• **YOUR TASK**: Type out the full set of entries again, unchanged.

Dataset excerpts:

---------------

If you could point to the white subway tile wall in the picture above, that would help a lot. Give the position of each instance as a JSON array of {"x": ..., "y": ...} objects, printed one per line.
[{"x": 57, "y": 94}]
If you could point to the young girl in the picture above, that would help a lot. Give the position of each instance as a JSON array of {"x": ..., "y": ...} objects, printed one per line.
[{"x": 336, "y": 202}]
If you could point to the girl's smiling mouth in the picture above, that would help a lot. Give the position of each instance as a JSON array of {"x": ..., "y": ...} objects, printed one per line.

---------------

• **WORKED SOLUTION**:
If you could point to the white subway tile wall in the picture above, that would help a lot. Give the position of each instance as a JSON array of {"x": ..., "y": ...} objects, printed one per line.
[{"x": 57, "y": 94}]
If you could point to the young girl in the picture above, that would help a lot. Give the position of each instance as a JSON array of {"x": ..., "y": ...} objects, printed one per line.
[{"x": 336, "y": 202}]
If you could point to the girl's smiling mouth in the picture above, that would help a lot. Give the position of each instance as a JSON array of {"x": ..., "y": ...} objects, printed one per line.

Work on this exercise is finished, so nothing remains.